# WORK TO COMPLETE
Count the lines in the rows below, across both blocks, that contain the string "metal". Reply with the number alone.

[BEGIN]

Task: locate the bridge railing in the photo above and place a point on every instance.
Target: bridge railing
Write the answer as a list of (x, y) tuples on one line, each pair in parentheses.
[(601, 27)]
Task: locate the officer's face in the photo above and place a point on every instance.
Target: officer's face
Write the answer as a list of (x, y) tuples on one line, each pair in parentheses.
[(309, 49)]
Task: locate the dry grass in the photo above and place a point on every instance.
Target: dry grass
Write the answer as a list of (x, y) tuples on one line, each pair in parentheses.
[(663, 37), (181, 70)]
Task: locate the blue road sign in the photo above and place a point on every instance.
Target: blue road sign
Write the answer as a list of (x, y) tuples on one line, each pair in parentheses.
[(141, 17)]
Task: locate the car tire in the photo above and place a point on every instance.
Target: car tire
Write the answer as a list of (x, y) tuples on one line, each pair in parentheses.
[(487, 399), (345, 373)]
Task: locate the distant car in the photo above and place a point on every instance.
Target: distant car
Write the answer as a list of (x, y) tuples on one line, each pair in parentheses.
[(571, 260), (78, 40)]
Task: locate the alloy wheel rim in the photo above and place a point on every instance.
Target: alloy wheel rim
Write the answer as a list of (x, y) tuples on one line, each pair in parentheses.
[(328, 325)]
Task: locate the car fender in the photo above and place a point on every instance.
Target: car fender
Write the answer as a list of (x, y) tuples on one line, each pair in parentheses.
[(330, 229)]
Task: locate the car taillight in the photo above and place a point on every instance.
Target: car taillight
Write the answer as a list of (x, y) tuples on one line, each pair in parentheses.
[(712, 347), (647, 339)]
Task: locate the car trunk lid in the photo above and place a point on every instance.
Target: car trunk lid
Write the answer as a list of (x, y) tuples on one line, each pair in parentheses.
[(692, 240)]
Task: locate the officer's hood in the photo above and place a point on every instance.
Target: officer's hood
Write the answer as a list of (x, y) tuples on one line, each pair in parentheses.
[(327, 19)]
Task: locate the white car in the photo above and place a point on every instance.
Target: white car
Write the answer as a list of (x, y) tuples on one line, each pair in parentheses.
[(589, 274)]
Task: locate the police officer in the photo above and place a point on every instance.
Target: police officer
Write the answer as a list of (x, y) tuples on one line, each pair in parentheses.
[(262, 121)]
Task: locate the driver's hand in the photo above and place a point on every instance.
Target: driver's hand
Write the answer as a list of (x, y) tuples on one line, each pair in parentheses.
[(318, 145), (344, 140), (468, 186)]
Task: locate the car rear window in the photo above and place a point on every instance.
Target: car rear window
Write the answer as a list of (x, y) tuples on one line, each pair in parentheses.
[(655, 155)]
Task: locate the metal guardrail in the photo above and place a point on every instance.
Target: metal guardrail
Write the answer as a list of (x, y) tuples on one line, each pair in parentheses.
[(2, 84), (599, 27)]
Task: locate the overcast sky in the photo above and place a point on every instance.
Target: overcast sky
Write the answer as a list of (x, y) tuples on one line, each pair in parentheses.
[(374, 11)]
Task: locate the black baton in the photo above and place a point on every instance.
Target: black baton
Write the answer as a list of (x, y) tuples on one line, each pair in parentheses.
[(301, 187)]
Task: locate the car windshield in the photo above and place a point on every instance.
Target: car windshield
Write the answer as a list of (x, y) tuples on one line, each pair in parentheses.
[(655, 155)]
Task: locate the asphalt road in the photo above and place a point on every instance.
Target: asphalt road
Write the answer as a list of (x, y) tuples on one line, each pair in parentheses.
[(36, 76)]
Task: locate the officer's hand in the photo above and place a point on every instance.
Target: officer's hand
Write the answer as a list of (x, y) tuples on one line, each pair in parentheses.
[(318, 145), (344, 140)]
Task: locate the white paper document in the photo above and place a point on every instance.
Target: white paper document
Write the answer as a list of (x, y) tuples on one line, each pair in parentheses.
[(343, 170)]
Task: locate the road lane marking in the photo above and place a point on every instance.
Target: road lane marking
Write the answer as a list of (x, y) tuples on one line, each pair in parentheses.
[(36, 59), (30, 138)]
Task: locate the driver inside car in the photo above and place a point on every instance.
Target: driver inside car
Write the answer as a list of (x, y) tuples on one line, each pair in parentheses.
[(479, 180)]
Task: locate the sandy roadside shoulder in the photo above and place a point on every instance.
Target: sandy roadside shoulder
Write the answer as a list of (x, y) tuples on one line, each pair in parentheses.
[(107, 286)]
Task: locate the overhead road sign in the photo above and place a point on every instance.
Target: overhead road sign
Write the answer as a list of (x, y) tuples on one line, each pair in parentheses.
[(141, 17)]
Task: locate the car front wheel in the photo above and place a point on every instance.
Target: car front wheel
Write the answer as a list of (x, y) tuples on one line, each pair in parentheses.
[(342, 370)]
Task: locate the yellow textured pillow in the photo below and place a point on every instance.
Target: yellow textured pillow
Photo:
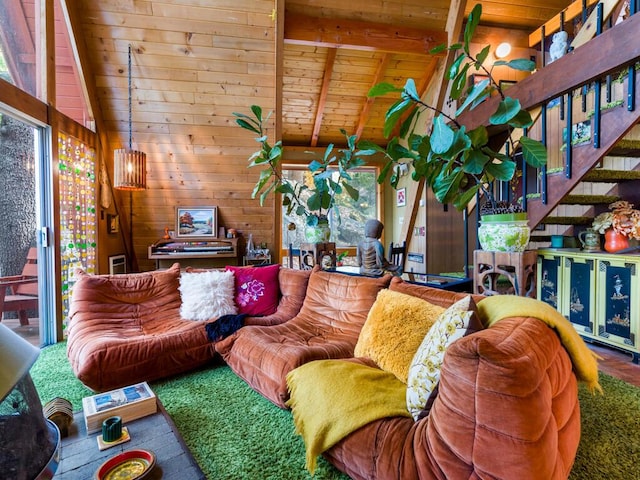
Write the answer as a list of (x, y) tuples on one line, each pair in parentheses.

[END]
[BEGIN]

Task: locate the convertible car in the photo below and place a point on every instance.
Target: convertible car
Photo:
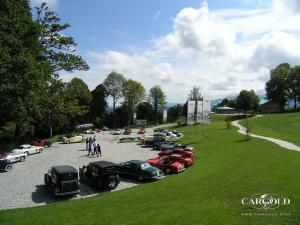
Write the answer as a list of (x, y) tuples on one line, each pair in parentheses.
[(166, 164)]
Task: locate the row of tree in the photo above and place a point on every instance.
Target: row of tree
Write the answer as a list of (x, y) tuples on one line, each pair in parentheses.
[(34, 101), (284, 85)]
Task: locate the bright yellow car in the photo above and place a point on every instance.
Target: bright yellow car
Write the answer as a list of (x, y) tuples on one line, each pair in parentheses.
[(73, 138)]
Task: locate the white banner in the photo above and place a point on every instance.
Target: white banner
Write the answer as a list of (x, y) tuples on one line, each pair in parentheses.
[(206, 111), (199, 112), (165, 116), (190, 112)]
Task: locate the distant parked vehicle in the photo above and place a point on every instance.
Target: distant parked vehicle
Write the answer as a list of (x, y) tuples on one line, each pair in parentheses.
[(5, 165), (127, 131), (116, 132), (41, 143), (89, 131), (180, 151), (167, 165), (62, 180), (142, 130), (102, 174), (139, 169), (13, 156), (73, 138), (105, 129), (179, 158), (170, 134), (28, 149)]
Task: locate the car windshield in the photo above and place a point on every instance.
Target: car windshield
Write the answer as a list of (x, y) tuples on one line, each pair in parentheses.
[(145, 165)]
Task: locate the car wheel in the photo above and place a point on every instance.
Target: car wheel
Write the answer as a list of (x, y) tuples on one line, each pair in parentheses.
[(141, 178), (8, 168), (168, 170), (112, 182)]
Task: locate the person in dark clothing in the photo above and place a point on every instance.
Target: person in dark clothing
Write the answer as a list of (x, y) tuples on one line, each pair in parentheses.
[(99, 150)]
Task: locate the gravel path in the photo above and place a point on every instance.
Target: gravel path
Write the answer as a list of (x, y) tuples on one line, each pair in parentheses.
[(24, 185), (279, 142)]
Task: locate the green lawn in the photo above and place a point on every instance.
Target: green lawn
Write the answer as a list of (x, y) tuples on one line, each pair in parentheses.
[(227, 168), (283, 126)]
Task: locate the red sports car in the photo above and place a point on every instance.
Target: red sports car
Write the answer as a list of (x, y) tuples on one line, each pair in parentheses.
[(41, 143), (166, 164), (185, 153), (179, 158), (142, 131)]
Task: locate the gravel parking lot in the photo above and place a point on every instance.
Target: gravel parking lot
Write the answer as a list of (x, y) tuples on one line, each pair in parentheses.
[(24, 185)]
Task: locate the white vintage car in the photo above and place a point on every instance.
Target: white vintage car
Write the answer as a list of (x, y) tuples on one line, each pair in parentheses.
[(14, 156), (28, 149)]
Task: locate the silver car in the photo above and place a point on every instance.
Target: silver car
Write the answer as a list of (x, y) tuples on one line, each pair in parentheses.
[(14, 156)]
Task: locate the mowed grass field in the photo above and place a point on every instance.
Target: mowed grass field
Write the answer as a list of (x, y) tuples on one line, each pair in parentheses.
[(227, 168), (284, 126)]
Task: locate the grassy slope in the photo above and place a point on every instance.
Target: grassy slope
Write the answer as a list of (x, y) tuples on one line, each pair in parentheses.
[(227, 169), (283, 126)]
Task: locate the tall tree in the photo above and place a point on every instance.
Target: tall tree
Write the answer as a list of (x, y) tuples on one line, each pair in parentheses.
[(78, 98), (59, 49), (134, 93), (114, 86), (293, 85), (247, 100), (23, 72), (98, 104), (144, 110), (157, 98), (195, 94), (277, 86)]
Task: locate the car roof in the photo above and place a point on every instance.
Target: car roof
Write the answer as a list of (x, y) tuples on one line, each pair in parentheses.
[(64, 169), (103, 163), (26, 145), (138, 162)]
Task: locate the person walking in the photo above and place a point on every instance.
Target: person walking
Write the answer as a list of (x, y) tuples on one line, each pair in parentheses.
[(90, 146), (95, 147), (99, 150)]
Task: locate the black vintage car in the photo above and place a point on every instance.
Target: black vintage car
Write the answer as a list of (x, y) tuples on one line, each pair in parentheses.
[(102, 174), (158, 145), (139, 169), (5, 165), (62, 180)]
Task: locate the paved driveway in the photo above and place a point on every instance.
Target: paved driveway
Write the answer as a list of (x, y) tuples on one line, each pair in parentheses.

[END]

# RESULT
2